**DATA PROVIDED**
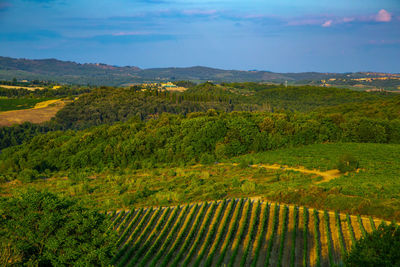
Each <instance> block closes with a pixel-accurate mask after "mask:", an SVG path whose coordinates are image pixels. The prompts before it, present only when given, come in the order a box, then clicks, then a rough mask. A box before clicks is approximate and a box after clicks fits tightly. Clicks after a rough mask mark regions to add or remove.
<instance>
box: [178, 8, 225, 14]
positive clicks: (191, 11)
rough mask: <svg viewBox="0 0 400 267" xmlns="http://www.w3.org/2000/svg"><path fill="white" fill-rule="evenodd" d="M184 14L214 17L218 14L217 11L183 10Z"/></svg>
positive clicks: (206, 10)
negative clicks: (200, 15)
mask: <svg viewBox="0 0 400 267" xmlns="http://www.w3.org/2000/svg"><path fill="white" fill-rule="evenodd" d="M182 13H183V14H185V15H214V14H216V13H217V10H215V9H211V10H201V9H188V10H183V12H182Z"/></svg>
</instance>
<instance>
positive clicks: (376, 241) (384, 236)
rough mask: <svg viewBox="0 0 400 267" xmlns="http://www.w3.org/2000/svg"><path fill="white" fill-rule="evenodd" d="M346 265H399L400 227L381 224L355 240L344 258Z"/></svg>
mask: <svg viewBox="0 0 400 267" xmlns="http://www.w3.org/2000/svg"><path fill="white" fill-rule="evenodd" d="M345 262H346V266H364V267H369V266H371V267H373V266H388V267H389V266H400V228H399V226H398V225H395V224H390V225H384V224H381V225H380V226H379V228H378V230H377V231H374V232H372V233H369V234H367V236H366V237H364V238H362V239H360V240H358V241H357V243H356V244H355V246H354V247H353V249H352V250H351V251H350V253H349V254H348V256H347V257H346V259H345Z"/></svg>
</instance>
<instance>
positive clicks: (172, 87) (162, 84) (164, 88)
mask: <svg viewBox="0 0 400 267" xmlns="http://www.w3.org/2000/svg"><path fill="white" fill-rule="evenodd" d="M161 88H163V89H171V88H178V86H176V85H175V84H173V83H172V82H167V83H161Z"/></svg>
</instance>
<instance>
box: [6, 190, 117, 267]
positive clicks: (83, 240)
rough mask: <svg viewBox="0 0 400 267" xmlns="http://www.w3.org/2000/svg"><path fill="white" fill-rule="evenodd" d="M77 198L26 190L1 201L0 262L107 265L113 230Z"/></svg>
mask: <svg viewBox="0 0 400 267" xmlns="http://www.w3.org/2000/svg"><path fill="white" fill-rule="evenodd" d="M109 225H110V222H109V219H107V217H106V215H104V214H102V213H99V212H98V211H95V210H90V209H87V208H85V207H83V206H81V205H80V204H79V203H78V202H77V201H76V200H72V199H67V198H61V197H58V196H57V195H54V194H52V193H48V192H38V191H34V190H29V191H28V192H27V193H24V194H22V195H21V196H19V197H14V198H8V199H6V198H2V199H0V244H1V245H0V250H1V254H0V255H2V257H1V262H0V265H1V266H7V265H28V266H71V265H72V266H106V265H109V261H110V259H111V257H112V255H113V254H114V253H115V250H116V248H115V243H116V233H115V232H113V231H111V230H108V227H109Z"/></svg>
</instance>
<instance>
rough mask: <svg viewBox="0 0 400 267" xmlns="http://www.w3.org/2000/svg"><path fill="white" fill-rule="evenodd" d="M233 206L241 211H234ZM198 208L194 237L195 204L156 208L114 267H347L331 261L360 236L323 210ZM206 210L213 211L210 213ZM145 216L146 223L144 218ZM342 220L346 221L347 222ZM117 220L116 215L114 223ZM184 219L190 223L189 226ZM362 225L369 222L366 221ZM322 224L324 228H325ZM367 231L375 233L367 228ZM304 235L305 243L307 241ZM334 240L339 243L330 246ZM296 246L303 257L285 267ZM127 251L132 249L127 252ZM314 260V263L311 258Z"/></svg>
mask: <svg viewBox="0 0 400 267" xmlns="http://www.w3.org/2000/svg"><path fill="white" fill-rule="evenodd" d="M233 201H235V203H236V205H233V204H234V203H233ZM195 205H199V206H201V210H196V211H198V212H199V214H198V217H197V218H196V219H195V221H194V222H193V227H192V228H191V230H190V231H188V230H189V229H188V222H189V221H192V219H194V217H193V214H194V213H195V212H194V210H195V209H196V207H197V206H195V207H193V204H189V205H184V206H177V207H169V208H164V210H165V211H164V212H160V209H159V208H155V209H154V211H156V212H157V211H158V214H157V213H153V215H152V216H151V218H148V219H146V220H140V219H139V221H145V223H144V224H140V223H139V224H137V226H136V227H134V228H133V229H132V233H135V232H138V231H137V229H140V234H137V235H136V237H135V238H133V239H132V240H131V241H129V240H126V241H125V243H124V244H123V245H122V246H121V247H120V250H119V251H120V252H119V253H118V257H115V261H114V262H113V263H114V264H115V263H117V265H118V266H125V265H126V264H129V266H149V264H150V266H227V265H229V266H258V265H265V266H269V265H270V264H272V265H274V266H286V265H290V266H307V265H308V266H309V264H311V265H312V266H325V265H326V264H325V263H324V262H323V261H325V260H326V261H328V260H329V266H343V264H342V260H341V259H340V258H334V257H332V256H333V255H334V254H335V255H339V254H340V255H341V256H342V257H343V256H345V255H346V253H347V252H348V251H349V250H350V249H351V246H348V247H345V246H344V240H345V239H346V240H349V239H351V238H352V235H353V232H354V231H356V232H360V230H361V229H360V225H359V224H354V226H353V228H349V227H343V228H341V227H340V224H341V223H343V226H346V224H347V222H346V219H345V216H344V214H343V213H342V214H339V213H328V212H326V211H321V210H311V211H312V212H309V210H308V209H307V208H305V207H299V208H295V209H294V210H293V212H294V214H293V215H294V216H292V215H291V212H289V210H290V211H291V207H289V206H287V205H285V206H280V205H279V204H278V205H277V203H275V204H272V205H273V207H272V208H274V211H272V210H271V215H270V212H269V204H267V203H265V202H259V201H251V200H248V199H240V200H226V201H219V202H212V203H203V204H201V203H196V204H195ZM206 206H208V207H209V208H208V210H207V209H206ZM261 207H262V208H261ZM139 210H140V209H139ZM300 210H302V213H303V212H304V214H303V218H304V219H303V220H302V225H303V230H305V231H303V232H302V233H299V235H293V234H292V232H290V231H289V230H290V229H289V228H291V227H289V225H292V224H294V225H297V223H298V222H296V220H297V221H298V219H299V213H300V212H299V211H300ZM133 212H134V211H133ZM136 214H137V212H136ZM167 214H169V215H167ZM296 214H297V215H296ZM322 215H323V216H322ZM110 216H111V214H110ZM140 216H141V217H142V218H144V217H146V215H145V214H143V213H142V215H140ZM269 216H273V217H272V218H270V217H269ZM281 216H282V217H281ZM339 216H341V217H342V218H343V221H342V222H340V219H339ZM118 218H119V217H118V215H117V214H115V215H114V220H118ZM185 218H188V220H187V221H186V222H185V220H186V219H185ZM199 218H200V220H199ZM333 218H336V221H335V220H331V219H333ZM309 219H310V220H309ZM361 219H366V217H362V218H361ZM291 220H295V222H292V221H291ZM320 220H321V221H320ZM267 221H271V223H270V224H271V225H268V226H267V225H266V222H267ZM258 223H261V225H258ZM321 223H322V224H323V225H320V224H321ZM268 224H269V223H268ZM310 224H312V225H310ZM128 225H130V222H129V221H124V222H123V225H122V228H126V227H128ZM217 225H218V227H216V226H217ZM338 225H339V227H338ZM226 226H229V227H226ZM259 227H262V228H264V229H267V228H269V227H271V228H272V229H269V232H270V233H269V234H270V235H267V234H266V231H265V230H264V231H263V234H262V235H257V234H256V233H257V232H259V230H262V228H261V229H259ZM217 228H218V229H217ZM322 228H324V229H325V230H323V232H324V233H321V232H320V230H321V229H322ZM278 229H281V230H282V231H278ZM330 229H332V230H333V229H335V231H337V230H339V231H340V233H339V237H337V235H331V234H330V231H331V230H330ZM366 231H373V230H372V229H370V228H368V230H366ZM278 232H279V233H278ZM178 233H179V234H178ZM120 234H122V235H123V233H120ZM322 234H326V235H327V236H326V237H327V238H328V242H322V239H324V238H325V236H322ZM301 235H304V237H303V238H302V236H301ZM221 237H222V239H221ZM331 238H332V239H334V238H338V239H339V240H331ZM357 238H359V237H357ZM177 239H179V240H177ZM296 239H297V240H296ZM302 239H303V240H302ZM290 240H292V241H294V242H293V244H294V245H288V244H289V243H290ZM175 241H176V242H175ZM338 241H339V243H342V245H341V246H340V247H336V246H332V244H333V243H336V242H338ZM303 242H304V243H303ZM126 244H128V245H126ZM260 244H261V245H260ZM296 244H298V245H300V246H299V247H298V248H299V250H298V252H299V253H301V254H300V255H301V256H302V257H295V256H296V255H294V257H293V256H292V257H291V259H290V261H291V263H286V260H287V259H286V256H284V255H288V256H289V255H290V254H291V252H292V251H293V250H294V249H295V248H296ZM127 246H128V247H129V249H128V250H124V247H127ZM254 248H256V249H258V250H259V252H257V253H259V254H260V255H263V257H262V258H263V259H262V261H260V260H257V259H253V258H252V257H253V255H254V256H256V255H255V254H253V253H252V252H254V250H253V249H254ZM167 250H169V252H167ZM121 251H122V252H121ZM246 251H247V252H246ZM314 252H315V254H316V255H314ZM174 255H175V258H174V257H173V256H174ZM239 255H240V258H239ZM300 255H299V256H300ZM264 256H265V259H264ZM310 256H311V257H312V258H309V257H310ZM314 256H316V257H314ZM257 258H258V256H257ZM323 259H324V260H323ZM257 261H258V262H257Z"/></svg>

**ASSIGNMENT**
Gather every line of the data above that contains the word "positive".

**ANSWER BOX**
positive clicks: (191, 11)
positive clicks: (206, 10)
positive clicks: (376, 241) (384, 236)
positive clicks: (172, 87) (162, 84) (164, 88)
positive clicks: (83, 240)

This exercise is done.